• Task requirements: Give the whole listing again, exactly as written.

• Available records:
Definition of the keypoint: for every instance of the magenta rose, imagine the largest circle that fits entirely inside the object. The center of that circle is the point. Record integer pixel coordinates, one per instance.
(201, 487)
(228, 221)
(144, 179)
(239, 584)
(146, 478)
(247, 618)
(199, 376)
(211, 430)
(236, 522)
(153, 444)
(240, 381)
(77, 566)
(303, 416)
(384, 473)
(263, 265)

• Final answer:
Definition of the keypoint: for every instance of the magenta rose, imagine the largest circle that fits entirely inside the object. The center of that circle is the point. Record integer pixel coordinates, one per instance.
(201, 487)
(228, 221)
(144, 179)
(239, 584)
(146, 478)
(247, 618)
(199, 376)
(211, 430)
(236, 522)
(153, 444)
(240, 381)
(77, 566)
(303, 416)
(384, 473)
(263, 265)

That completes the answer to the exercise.